Work to complete:
- a) Quote the passage on the Euro crisis word for word, from "Italy and Greece" to "real benefits.".
- b) Write what comes next in the piece on the Euro crisis, picking up after its last sentence.

Text section:
The
Euro crisis lingers on 22nd January 2012
The first month of 2012 has seen the Euro Zone take a
battering, beginning with a leading debt rating agency, Standard and Poor’s downgrading
the French triple A rating. The Euro
crisis, lingers on. Several of the
countries within the Euro zone are in huge amounts of debt. The end of January sees these countries
coming together at a summit to decide of Angela Merkel’s fiscal compact of
which Britain through David Cameron has exited.
Italy and Greece are the countries to watch, to see how their debt will
be restructured, symptoms of a right wing fiscal policy that is starving off
the potential for growth. Italy for
example is going deeper into recession because both public and private spending
is being cut. Spending from the public
falls as they face ever growing bills and the austerity measures not delivering
real benefits.

Entries shown:
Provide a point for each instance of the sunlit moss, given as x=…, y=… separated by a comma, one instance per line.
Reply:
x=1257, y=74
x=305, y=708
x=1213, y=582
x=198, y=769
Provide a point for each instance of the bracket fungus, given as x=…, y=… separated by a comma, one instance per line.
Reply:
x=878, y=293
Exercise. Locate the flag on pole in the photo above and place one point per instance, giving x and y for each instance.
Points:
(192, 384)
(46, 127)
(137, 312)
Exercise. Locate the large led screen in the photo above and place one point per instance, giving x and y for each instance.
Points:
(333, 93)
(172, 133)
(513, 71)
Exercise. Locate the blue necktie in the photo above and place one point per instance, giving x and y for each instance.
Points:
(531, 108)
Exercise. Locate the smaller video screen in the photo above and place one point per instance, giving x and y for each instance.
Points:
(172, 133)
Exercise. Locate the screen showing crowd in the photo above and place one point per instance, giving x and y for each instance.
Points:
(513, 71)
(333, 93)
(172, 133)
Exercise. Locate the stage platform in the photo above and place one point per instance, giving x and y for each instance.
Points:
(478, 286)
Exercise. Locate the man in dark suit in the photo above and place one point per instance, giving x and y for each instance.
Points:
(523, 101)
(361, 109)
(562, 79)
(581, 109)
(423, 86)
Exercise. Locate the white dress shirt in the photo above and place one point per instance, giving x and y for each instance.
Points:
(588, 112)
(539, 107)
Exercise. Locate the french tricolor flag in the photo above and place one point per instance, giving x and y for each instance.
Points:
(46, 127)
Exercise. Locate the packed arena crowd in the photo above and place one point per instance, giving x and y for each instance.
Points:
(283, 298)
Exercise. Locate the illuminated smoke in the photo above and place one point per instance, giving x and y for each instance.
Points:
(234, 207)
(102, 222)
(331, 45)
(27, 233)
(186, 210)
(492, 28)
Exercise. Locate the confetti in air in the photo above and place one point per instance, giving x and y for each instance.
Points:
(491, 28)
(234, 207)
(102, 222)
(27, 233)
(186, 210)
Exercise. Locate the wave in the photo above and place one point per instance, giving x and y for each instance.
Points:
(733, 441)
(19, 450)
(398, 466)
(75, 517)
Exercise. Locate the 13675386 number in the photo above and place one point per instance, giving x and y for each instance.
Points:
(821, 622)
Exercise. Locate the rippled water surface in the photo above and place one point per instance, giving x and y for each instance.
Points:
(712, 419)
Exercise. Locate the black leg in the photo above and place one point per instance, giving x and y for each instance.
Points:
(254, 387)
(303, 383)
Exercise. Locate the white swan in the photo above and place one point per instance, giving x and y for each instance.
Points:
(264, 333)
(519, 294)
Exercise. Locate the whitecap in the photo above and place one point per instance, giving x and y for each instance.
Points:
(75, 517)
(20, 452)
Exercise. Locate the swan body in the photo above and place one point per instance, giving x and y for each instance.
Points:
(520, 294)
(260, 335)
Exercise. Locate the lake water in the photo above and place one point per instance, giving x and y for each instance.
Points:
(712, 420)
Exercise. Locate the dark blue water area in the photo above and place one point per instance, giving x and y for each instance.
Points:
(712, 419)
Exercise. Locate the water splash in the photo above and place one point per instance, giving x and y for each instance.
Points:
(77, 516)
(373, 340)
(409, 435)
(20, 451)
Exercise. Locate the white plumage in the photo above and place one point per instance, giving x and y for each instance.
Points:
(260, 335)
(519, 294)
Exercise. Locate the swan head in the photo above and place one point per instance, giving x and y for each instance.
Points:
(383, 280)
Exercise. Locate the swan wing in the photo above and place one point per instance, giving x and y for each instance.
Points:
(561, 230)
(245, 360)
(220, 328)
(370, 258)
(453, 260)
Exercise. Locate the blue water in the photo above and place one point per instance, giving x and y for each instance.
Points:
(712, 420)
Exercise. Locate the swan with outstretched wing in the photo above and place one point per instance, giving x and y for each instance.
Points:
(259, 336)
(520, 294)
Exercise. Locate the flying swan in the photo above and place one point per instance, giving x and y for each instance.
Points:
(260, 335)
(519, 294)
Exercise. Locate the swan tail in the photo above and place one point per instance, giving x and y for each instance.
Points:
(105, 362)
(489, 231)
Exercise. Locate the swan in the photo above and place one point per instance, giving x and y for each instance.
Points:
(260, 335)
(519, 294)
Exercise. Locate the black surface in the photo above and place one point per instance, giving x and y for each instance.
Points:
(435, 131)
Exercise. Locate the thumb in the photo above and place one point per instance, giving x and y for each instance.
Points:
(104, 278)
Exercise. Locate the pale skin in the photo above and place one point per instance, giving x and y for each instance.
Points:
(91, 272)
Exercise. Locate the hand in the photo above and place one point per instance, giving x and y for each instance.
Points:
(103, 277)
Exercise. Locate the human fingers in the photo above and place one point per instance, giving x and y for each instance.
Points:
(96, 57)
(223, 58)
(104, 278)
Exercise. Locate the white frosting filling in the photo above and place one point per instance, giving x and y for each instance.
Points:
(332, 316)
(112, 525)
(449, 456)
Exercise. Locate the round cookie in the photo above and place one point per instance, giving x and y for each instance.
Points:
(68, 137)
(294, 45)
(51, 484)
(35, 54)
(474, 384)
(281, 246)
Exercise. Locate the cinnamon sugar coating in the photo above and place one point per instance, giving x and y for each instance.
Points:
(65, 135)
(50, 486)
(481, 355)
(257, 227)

Solved tasks:
- a)
Italy and Greece are the countries to watch, to see how their debt will
be restructured, symptoms of a right wing fiscal policy that is starving off
the potential for growth. Italy for
example is going deeper into recession because both public and private spending
is being cut. Spending from the public
falls as they face ever growing bills and the austerity measures not delivering
real benefits.

- b)
The view that a rigid focus on austerity is not the
answer was echoed by Standard and Poor’s analysis of the reason why they had
downgraded many EU countries. S&P one of the most respected credit agencies, speaks
an inconvenient truth, when it criticized European leaders for focusing too
much on cutting debts and not sufficiently on competitiveness and growth. The fact that many of the European countries
are still in deep recession demonstrate that strict budgetary measures, without
economic activity does not result in growth.
However Germany shows no sign of pushing for
anything other than self defeating deficit cuts. Labour’s five point plan for jobs and growth
is a credible alternative, which provides real stimulus for growth, alongside facing
the realities of measured budget cuts.
It is only progressive values, such as this plan, which will allow
Europe to turn the tide on the recessions throughout many of its member states.